Le premier constat est que les collections des plus grandes maisons françaises ne sont pas imaginées par des designers français, mais par le Belge Raf Simons chez Dior, l’Anglaise Phoebe Philo chez Céline ou encore Karl Lagerfeld chez Chanel. Le système français est-il défaillant pour autant ?
De nombreux créateurs sont issus des écoles françaises
En décortiquant le CV des créateurs français qui défileront cette saison pendant les fashion weeks, la plupart sortent pourtant de ces écoles. Nadège Vanhee-Cybulski, directrice artistique de la femme Hermès, est passée par l’IFM. Le directeur de création de Nina Ricci, Guillaume Henry, par Duperré puis par l’IFM ; Alexandre Mattiussi, fondateur et DA d’AMI, est lui aussi diplômé de Duperré. Julie de Libran, à la tête de la création chez Sonia Rykiel, a étudié à Marangoni (à Milan), puis à l’Ecole de la Chambre syndicale de la couture parisienne. Olivier Rousteing (Balmain) est lui sorti de l’Esmod (Ecole supérieure des arts et techniques de la mode).
Il y a quelques autodidactes – Nicolas Ghesquière, Christophe Lemaire ou le vibrionnant Jacquemus – mais ils restent des exceptions. Chez les jeunes marques les plus excitantes du moment, acclamées y compris à l’étranger, de nombreux créateurs sont là encore issus des écoles françaises. C’est notamment vrai pour Jour/Né – Lou ayant fait le Studio Berçot, et Jerry l’école Mod’Art. C’est d’ailleurs sur les bancs de Mod’Art que se sont rencontrés Sébastien Meyer et Arnaud Vaillant, le duo derrière Coperni, qui s’est vu confier les rênes de la création de Courrèges.
Business of Fashion : un classement a affiné
Si aucune de ces écoles n’apparaît dans le classement de BoF, c’est en partie dû à la méthodologie de ce classement. Le média anglais a présélectionné les écoles invitées à participer à l’enquête : en France, l’IFM, l’Esmod et l’Ecole de la Chambre syndicale. Les deux dernières n’ont pas rempli les critères minima que nécessitait l’enquête statistique.

^^^^^^^^

(Consigne): Reproduisez le passage de l’extrait sur les écoles de mode allant de « De nombreux créateurs sont issus » jusqu’à « de la mode). », en changeant « Duperré » en « Olivier-de-Serres ». Seul l’extrait doit servir de référence.

(Extraits des items):

^^^^^^^^

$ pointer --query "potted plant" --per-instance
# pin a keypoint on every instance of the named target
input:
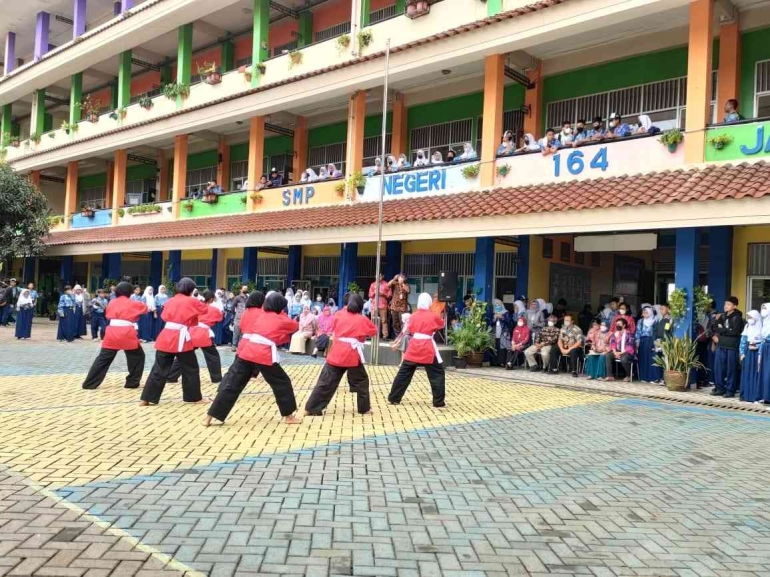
(417, 8)
(295, 58)
(678, 356)
(473, 337)
(720, 141)
(90, 108)
(671, 139)
(209, 73)
(365, 38)
(343, 42)
(358, 181)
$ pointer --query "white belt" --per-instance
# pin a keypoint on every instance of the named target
(356, 345)
(184, 333)
(122, 323)
(426, 337)
(205, 326)
(260, 340)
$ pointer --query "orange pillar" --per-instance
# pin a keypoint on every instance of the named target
(256, 155)
(492, 128)
(354, 159)
(299, 164)
(533, 123)
(180, 173)
(223, 164)
(109, 188)
(162, 176)
(398, 139)
(119, 182)
(698, 78)
(70, 192)
(729, 74)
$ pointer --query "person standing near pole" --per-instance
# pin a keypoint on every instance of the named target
(399, 304)
(382, 306)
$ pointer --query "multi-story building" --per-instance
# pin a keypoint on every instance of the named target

^^^^^^^^

(Exercice corrigé):
De nombreux créateurs sont issus des écoles françaises
En décortiquant le CV des créateurs français qui défileront cette saison pendant les fashion weeks, la plupart sortent pourtant de ces écoles. Nadège Vanhee-Cybulski, directrice artistique de la femme Hermès, est passée par l’IFM. Le directeur de création de Nina Ricci, Guillaume Henry, par Olivier-de-Serres puis par l’IFM ; Alexandre Mattiussi, fondateur et DA d’AMI, est lui aussi diplômé de Olivier-de-Serres. Julie de Libran, à la tête de la création chez Sonia Rykiel, a étudié à Marangoni (à Milan), puis à l’Ecole de la Chambre syndicale de la couture parisienne. Olivier Rousteing (Balmain) est lui sorti de l’Esmod (Ecole supérieure des arts et techniques de la mode).